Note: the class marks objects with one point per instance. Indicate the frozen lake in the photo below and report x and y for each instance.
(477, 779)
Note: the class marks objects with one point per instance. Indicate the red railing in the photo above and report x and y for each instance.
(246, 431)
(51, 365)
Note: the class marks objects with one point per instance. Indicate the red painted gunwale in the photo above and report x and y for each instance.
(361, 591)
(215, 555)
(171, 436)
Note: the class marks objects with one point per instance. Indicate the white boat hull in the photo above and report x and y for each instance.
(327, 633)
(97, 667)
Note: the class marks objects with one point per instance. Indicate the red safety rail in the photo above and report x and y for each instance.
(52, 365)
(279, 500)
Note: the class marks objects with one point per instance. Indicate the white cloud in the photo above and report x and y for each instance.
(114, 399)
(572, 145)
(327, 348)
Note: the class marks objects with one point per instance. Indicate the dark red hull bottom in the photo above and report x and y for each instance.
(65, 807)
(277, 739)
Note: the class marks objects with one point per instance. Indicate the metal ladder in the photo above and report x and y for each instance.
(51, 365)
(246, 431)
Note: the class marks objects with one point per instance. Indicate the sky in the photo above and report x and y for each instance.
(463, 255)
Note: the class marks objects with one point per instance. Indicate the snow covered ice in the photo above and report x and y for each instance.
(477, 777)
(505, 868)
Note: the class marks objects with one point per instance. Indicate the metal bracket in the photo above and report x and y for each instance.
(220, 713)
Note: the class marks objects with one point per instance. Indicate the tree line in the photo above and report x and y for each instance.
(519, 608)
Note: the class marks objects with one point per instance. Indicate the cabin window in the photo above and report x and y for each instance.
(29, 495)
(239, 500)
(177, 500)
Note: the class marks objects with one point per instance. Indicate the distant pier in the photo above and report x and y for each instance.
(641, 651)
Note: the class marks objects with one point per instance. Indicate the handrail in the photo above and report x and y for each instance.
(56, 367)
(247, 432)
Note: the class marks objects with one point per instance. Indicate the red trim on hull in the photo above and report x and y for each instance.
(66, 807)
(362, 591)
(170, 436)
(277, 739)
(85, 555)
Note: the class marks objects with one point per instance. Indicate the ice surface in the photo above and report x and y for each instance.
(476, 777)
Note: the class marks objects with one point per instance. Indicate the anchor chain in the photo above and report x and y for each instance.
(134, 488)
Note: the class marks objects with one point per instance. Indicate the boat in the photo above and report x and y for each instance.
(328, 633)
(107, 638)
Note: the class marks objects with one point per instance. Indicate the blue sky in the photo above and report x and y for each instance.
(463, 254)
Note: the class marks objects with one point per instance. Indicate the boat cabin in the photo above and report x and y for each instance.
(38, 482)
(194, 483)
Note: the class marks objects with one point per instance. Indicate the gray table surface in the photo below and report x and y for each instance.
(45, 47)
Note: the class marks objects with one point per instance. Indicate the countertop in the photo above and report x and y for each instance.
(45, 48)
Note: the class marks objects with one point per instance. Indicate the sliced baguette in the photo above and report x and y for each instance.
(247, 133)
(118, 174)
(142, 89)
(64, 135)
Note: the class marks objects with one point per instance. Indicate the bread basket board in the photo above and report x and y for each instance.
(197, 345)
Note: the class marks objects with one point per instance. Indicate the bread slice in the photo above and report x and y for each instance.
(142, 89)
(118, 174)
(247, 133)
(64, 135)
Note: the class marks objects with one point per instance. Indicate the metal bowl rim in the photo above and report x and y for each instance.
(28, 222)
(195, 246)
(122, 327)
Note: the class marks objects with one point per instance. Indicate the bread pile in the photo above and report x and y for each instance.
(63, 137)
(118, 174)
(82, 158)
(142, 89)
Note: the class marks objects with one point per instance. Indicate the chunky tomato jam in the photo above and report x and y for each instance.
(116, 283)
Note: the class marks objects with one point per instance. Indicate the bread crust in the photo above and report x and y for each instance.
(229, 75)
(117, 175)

▶ _Exercise_:
Could you retype each record exactly as it appears?

▶ _Task result_:
Note: the class marks objects with one point per instance. Indicate the frozen lake in the photo below and report x and y for each instance.
(477, 779)
Note: the class marks objects with one point per instance. Indicate the red railing in the photo above and report x and y for each instance.
(246, 431)
(51, 365)
Note: the class marks objects with one point per instance. Indicate the red painted gunwale in the photo above and report x and y for each instance.
(361, 591)
(215, 555)
(171, 436)
Note: the class marks objects with one point per instance. Indicate the white boat hull in the photo above and report x and y for each instance.
(327, 633)
(97, 667)
Note: the class marks objects with one point per instance. Indicate the red safety rail in the photo above and report x and y for each instance.
(52, 365)
(279, 500)
Note: the class marks objects with one point per instance. Indicate the white cloud in the photo above and report x and y for each instance.
(114, 399)
(572, 145)
(327, 348)
Note: the class marks objects with one point per instance. Indicate the dark red hull bottom in the photo above and report x and y for each instance.
(65, 807)
(277, 739)
Note: the class marks objects with one point per instance. Indicate the metal ladder in the photo above and report x and y for each instance.
(51, 365)
(246, 431)
Note: the class marks objects with one point per instance. Indicate the sky in the photo above and report x and y for each instance.
(463, 255)
Note: the class marks objects with one point per instance. Indicate the snow covered ice in the photo above and report x and y for each instance.
(477, 777)
(505, 868)
Note: the class marks objects with one point per instance. Indicate the metal bracket in the photo above and report x and y for each instance.
(220, 713)
Note: the class marks objects with one point per instance. Indicate the tree line in the photo above and report x and y for each instance.
(519, 608)
Note: the class marks objects with one point per instance. Indicate the cabin window in the photo above and report x and y for each instance.
(29, 495)
(239, 500)
(177, 500)
Note: the class marks objects with one point per instance. Indicate the distant pier in the photo above and report x and y for each instance.
(641, 651)
Note: the class marks objects with one point per instance. Indicate the handrail in the photo above and report x and y for each instance.
(56, 367)
(247, 432)
Note: the class marks objects with one point per instance. Indicate the red trim on hull in the photo above and report x and y for each instance.
(66, 807)
(362, 591)
(170, 436)
(277, 739)
(85, 555)
Note: the class marks objects with one point per instance. Indicate the ice surface in the photo above and report x and y for each instance.
(476, 777)
Note: the class marks objects with one point per instance. Indicate the anchor chain in the photo above and report x and y for each instance.
(134, 488)
Note: the class marks objects with one point per instance. Indicate the boat in the photo above and report x and y for each instance.
(328, 633)
(107, 638)
Note: the class marks objects with one point per instance. Indicate the blue sky in the photo above and report x and y for each instance.
(463, 254)
Note: the class marks objects with one point per instance. Indicate the boat cabin in the photo above and report x and y for each instance.
(38, 482)
(194, 483)
Note: the class marks objects with one point per instance. Indicate the gray table surface in the photo below and report x and y for each instance.
(45, 47)
Note: the class marks objects with one point per instance. Indicate the countertop in the photo above and report x and y for each instance.
(45, 48)
Note: the class marks objects with one point per instance. Indicate the sliced baguette in the photo above and report x and y for each instance.
(247, 133)
(118, 174)
(142, 89)
(64, 135)
Note: the class marks objects with one point per instance. Indicate the bread basket board in the photo above and report x and y for each instance.
(197, 345)
Note: the class marks objects with one point per instance. Indicate the bread slice in the photo above and report x and y for each instance.
(142, 89)
(118, 174)
(247, 133)
(64, 135)
Note: the class marks objects with one point per instance. Indicate the metal bowl rim in the photo above and report x and y for each instance.
(28, 222)
(195, 246)
(122, 327)
Note: the class marks objects with one point per instance. Indicate the bread pile in the photo above and report x and y for each instance.
(63, 137)
(118, 174)
(82, 158)
(142, 89)
Note: the class marks objects with one point per instance. Indicate the chunky tomato jam in the photo above and report x and y for each instance.
(116, 283)
Note: the class marks objects with one point per instance. Indicate the bread crust in the photo above and report x and y for each instance.
(229, 75)
(117, 175)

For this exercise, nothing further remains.